■ **Document section**:
As bio-signal measurement technology develops, interest in bio-signal-based HCI (Human-Computer Interface) is increasing. Among them, applications based on electrooculogram (EOG) are used as a means of communication for patients with degenerative neurological syndromes or quadriplegia. Various studies have been conducted on recognizing eye-written characters using EOG. However, EOG-based handwriting data is limited by the small sample size of available data due to collection constraints.
In this study, we paid attention to the limited number of data. To solve this problem, we proposed a recognition model that combines the idea of Reference data and VIT (vision transformers) based Siamese networks. The Siamese network is a learning methodology that determines the class matching of two inputs. we apply ViT which is suitable for time-series data analysis. We introduce Reference data to transform Siamese networks, which deal with binary classification tasks that only determine whether input pairs match classes, into unambiguous class prediction and multiple classification tasks.

(Dataset entries)

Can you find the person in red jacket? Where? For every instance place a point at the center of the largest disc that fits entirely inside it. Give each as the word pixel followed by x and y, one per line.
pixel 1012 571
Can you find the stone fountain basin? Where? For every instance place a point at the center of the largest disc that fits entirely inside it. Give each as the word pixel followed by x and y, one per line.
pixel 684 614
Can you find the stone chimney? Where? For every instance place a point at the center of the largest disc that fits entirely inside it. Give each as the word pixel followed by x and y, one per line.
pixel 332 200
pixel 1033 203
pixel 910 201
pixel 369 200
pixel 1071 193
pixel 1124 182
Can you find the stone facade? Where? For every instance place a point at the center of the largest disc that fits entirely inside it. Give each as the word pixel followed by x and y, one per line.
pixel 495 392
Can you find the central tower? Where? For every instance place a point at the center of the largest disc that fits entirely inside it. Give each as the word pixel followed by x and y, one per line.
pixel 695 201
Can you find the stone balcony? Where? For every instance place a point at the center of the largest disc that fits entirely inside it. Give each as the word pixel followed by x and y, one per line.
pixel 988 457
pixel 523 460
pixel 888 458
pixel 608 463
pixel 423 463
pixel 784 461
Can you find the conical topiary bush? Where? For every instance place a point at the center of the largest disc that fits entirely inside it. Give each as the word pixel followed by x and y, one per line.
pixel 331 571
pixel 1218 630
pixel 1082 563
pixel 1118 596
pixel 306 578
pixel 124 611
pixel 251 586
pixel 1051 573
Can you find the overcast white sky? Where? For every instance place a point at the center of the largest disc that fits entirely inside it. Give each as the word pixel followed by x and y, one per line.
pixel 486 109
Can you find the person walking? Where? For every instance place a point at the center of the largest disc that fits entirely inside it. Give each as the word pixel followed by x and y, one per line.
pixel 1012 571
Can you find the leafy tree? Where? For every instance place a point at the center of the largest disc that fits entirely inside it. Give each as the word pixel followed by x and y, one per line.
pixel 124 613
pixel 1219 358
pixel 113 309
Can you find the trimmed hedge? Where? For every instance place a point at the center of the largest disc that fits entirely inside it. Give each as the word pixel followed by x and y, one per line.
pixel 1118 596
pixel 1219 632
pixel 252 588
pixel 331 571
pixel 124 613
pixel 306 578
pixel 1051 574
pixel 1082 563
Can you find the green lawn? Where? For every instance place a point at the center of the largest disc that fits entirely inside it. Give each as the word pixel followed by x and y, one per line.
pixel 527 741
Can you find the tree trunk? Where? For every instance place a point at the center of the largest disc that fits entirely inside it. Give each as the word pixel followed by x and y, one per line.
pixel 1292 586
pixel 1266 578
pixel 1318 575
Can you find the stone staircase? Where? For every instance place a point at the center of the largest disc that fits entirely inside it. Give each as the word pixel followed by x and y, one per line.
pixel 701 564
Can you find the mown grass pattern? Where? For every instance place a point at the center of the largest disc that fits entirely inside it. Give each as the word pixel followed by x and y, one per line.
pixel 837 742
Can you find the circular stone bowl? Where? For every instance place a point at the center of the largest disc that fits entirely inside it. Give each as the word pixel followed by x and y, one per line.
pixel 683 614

■ **Required work**:
1. List every abbreviation that the passage on EOG handwriting recognition explains in parentheses, together with the expansion it gives.
2. Decide whether each statement agrees with the passage on EOG handwriting recognition. Answer yes or no, and quote the words that settle it.
(a) EOG-based applications serve as a means of communication for patients with quadriplegia.
(b) Plenty of EOG-based handwriting data is available.
(c) A Siamese network determines whether two inputs belong to the same class.
3. Reproduce, without any change, everything in the passage on EOG handwriting recognition from "As bio-signal measurement" down to "to collection constraints.".

■ **Task-by-task answers**:
1.
HCI: Human-Computer Interface
EOG: electrooculogram
VIT: vision transformers

2.
(a) Yes: "applications based on electrooculogram (EOG) are used as a means of communication for patients with degenerative neurological syndromes or quadriplegia"
(b) No: "EOG-based handwriting data is limited by the small sample size of available data due to collection constraints"
(c) Yes: "The Siamese network is a learning methodology that determines the class matching of two inputs"

3.
As bio-signal measurement technology develops, interest in bio-signal-based HCI (Human-Computer Interface) is increasing. Among them, applications based on electrooculogram (EOG) are used as a means of communication for patients with degenerative neurological syndromes or quadriplegia. Various studies have been conducted on recognizing eye-written characters using EOG. However, EOG-based handwriting data is limited by the small sample size of available data due to collection constraints.